__Material__
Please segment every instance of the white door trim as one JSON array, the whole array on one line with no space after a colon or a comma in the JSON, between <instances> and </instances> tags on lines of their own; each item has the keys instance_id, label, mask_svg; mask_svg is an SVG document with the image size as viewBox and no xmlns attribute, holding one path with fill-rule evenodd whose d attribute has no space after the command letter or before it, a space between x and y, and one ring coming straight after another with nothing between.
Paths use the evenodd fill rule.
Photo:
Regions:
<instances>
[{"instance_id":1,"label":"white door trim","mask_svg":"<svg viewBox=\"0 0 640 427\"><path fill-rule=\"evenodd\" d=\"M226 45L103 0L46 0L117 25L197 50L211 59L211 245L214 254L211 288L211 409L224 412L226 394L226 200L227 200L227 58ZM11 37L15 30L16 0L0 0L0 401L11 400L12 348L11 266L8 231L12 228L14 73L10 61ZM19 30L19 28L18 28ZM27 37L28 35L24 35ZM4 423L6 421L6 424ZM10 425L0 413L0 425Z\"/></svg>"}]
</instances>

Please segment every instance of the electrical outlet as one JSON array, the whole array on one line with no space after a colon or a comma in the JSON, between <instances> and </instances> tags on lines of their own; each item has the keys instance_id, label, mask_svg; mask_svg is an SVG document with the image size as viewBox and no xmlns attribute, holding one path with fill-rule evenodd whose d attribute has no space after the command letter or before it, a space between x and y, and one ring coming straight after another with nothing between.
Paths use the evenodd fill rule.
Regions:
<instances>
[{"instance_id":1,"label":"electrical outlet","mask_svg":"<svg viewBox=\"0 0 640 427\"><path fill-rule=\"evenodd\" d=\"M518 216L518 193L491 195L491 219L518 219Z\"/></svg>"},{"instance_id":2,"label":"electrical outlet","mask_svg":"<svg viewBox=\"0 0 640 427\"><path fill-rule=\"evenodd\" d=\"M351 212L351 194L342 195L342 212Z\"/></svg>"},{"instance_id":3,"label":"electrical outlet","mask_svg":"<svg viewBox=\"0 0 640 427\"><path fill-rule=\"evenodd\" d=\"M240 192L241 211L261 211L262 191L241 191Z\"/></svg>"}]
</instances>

__Exercise directions__
Convert every line of the records above into a Markdown table with the columns Row and Line. Number each non-blank line in order and leave out the blank lines.

__Correct result__
| Row | Line |
|---|---|
| 1 | Please segment every instance of the white door trim as one JSON array, the whole array on one line with no space after a colon or a comma in the JSON, between <instances> and </instances> tags on lines of their own; each item has the keys instance_id, label, mask_svg; mask_svg is an SVG document with the image size as viewBox and no xmlns attribute, holding one path with fill-rule evenodd whose d attribute has no space after the command letter or before it, a space between x and y, and one ring coming straight after another with nothing between. |
| 2 | Paths use the evenodd fill rule. |
| 3 | Photo: |
| 4 | Regions: |
| 5 | <instances> |
| 6 | [{"instance_id":1,"label":"white door trim","mask_svg":"<svg viewBox=\"0 0 640 427\"><path fill-rule=\"evenodd\" d=\"M226 45L103 0L46 0L117 25L197 50L211 59L211 245L214 254L211 288L211 409L224 412L226 394L226 200L227 200L227 58ZM11 37L15 30L16 0L0 0L0 401L11 400L12 348L11 266L8 231L12 228L14 73L10 61ZM19 30L19 28L18 28ZM27 37L28 35L24 35ZM4 423L6 421L6 424ZM10 425L0 413L0 425Z\"/></svg>"}] |
| 7 | </instances> |
| 8 | Please segment every instance of the electrical outlet as one JSON array, the whole array on one line with no space after a colon or a comma in the JSON, between <instances> and </instances> tags on lines of their own; each item has the keys instance_id, label, mask_svg; mask_svg is an SVG document with the image size as viewBox and no xmlns attribute, holding one path with fill-rule evenodd whose d attribute has no space after the command letter or before it, a space between x and y, and one ring coming straight after another with nothing between. |
| 9 | Paths use the evenodd fill rule. |
| 10 | Regions: |
| 11 | <instances> |
| 12 | [{"instance_id":1,"label":"electrical outlet","mask_svg":"<svg viewBox=\"0 0 640 427\"><path fill-rule=\"evenodd\" d=\"M518 216L518 193L491 195L491 219L518 219Z\"/></svg>"},{"instance_id":2,"label":"electrical outlet","mask_svg":"<svg viewBox=\"0 0 640 427\"><path fill-rule=\"evenodd\" d=\"M351 212L351 194L342 195L342 212Z\"/></svg>"},{"instance_id":3,"label":"electrical outlet","mask_svg":"<svg viewBox=\"0 0 640 427\"><path fill-rule=\"evenodd\" d=\"M240 192L241 211L261 211L262 191L241 191Z\"/></svg>"}] |
| 13 | </instances> |